* [Work task]
Return the listing beneath precisely, with every line intact.

* [Listed records]
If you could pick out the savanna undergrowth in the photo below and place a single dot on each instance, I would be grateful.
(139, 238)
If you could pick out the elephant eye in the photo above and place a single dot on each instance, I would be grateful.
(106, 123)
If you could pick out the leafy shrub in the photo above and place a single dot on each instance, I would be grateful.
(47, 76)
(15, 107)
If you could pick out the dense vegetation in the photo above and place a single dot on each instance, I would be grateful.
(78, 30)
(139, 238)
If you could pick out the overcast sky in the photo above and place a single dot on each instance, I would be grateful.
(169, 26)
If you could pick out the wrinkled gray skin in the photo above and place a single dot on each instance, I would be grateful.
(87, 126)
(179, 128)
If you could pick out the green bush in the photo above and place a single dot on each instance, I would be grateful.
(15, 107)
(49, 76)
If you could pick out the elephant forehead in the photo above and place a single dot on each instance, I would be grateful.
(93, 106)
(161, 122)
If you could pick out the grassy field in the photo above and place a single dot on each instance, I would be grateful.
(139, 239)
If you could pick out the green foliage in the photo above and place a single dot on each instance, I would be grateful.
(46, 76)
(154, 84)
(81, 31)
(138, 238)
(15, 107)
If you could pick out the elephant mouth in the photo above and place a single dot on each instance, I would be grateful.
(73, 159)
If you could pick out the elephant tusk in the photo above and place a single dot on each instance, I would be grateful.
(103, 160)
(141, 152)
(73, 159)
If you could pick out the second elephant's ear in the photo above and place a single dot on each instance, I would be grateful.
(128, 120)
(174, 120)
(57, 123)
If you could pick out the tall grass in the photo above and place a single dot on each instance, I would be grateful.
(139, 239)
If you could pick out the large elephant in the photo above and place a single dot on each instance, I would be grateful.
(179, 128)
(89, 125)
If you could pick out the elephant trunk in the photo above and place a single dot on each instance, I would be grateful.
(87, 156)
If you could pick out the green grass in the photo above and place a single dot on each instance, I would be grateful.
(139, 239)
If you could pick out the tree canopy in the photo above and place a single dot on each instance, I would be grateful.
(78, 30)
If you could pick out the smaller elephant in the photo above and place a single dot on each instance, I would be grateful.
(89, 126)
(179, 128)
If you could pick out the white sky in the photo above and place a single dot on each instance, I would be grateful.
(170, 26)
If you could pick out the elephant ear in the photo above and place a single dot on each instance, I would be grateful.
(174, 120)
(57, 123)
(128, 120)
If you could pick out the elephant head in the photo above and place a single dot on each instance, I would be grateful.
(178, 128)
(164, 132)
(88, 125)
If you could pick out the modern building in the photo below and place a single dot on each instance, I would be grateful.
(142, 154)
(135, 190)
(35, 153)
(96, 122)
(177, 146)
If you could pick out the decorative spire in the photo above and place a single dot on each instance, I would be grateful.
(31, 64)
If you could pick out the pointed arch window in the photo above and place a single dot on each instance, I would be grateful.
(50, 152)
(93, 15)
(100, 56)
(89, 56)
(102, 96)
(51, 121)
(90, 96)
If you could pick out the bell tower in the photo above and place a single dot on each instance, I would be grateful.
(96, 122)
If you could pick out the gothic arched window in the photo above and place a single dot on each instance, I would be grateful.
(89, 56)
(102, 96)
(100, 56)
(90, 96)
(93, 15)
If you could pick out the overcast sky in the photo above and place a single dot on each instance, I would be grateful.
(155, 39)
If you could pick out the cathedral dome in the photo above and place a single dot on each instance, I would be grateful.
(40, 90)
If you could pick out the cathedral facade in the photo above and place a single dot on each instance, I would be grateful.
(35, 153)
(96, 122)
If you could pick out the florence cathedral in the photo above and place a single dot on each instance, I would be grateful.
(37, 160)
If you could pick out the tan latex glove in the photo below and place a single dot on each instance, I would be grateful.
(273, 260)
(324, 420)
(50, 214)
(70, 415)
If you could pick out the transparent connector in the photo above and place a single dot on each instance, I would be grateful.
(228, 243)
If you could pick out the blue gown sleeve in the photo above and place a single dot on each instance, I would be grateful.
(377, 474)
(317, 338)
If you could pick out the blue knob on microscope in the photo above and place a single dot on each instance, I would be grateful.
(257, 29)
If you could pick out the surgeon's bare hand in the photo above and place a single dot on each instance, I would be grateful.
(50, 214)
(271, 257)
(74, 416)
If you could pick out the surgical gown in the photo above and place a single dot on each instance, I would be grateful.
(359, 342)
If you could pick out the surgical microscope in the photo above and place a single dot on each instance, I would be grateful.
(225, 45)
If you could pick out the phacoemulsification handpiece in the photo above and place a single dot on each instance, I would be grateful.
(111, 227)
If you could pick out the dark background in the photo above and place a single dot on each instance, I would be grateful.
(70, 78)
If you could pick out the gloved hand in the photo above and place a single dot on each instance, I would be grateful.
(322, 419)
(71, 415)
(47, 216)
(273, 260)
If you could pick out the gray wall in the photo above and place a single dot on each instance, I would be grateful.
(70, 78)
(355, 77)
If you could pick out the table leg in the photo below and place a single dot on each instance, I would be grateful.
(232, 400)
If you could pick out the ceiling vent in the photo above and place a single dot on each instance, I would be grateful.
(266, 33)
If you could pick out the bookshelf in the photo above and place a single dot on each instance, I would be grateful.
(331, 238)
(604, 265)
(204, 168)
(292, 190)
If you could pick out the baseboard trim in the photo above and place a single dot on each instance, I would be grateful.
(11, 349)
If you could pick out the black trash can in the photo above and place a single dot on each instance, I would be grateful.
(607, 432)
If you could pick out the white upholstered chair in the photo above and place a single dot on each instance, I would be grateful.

* [Your solution]
If you could pick out the savanna undergrowth in the photo below and place a single dot on each instance, I would be grateful.
(139, 238)
If you could pick out the elephant eye in the photo above and place a single dot on each instance, I would be grateful.
(106, 123)
If you could pick out the leafy shrub in the photo above and place a single dot on each instance, I would be grateful.
(47, 76)
(15, 107)
If you could pick out the dense vegetation in the photo above and place a single dot on each instance, I would be grateful.
(78, 30)
(139, 238)
If you could pick out the overcast sky in the photo above and place a single dot on each instance, I would be grateful.
(169, 26)
If you could pick out the wrinkled gray skin in the photo above and place a single dot on each instance, I would be grateful.
(87, 126)
(179, 128)
If you could pick out the green bush in the photo above and place a single dot on each instance, I would be grateful.
(15, 107)
(49, 76)
If you could pick out the elephant forehead in the photo above and place a single dot on each instance, I would be grateful.
(93, 106)
(161, 122)
If you could pick out the grassy field in the photo above and place a single dot on each instance, I would be grateful.
(139, 239)
If you could pick out the green foliage in the photo above and place a single dot on each instance, I would be grateful.
(46, 76)
(154, 84)
(81, 31)
(138, 238)
(15, 107)
If you could pick out the elephant mouth in the photo above and place a single dot on each instance, I would be grateful.
(73, 159)
If you could pick out the elephant tusk in the photo above and place a single dot on each instance, I would be grateful.
(103, 160)
(141, 152)
(73, 159)
If you could pick out the second elephant's ear in the photo above and place a single dot on each instance, I would be grateful.
(128, 120)
(174, 120)
(57, 123)
If you could pick out the tall grass in the photo above and place a single dot on each instance, I would be grateful.
(139, 239)
If you could pick out the large elephant in the photo above and place a single dot on each instance, I would be grateful.
(179, 128)
(89, 125)
If you could pick out the elephant trunk in the photo above and place a single dot on each instance, I would be grateful.
(87, 156)
If you could pick out the green grass in the photo above and place a single dot on each instance, I would be grateful.
(139, 239)
If you could pick out the tree canopy in the photo above and place a single dot on each instance, I would be grateful.
(78, 30)
If you could pick out the smaller elephant in the photo above and place a single dot on each instance, I would be grateful.
(89, 126)
(179, 128)
If you could pick out the white sky in the photo above and place a single dot on each instance, I would be grateful.
(170, 26)
If you could pick out the elephant ear in the photo above and place a single dot on each instance, I would be grateful.
(174, 120)
(57, 123)
(128, 120)
If you could pick out the elephant head in the photo above and place a single dot on each instance, I would be grateful.
(178, 128)
(164, 132)
(88, 125)
If you could pick out the modern building in the photo below and place a single dot on each instance, I would be grateful.
(142, 154)
(135, 190)
(35, 153)
(96, 122)
(177, 146)
If you could pick out the decorative spire in the photo above and place a single dot on each instance, I would be grateful.
(31, 64)
If you could pick out the pointed arch window in the photo above and place a single dot on each instance, I would be grateful.
(50, 152)
(93, 15)
(100, 56)
(89, 56)
(102, 96)
(51, 121)
(90, 96)
If you could pick out the bell tower in the photo above and place a single dot on each instance, I would be grateful.
(96, 122)
If you could pick out the gothic arched window in the photo above and place a single dot on each instance, I would be grateful.
(89, 56)
(102, 96)
(100, 56)
(90, 96)
(93, 15)
If you could pick out the overcast sky in the photo above and place a single dot on each instance, I would be grateful.
(155, 39)
If you could pick out the cathedral dome in the photo above and place a single dot on each instance, I would be grateful.
(40, 90)
If you could pick out the cathedral facade in the photo above and place a single dot on each instance, I would be grateful.
(35, 153)
(96, 122)
If you could pick out the florence cathedral in the photo above and place a single dot on each instance, I would be grateful.
(37, 160)
If you could pick out the tan latex glove in the photo below and place a single dot on each instance, I would be grateful.
(273, 260)
(324, 420)
(50, 214)
(70, 415)
If you could pick out the transparent connector in the photo above and place a single dot on each instance, I would be grateful.
(228, 243)
If you could pick out the blue gown sleeve in the photo above and place a single dot on each instance, I would be grateful.
(377, 474)
(317, 338)
If you could pick out the blue knob on microscope in the photo above and place a single dot on each instance, I would be grateful.
(257, 29)
If you could pick out the surgeon's bare hand in the photo above and place a single dot on each instance, I would be grateful.
(50, 214)
(271, 257)
(74, 416)
If you could pick out the surgical gown in the photo above and place a single dot on each instance, I would be grateful.
(359, 342)
If you could pick out the surgical microscope in the photo above and place a single dot on each instance, I would be grateful.
(225, 45)
If you could pick out the phacoemulsification handpiece in the photo above and place a single dot on each instance, I would be grateful.
(111, 227)
If you could pick out the dark background in the photo above and place a single dot on each instance, I would be grateful.
(70, 78)
If you could pick out the gloved hand in the photo above and place a single dot on each instance, I would be grateful.
(322, 419)
(71, 415)
(47, 216)
(273, 260)
If you could pick out the gray wall in the photo above and place a single dot on each instance, I would be grateful.
(70, 78)
(355, 77)
If you could pick out the table leg in the photo below and place a single dot on each instance, I would be grateful.
(232, 400)
If you could pick out the ceiling vent in the photo above and place a single dot on each instance, I would be grateful.
(266, 33)
If you could pick out the bookshelf in the photo above and place a single dot on each instance, I would be grateful.
(331, 238)
(604, 265)
(204, 168)
(292, 190)
If you could pick out the baseboard trim in the photo above and place a single dot on each instance, I would be grateful.
(11, 349)
If you could pick out the black trash can in the photo above and place a single dot on each instance, I would be grateful.
(607, 432)
If you could pick out the white upholstered chair in the photo above and place a single dot on each instance, I would be grateful.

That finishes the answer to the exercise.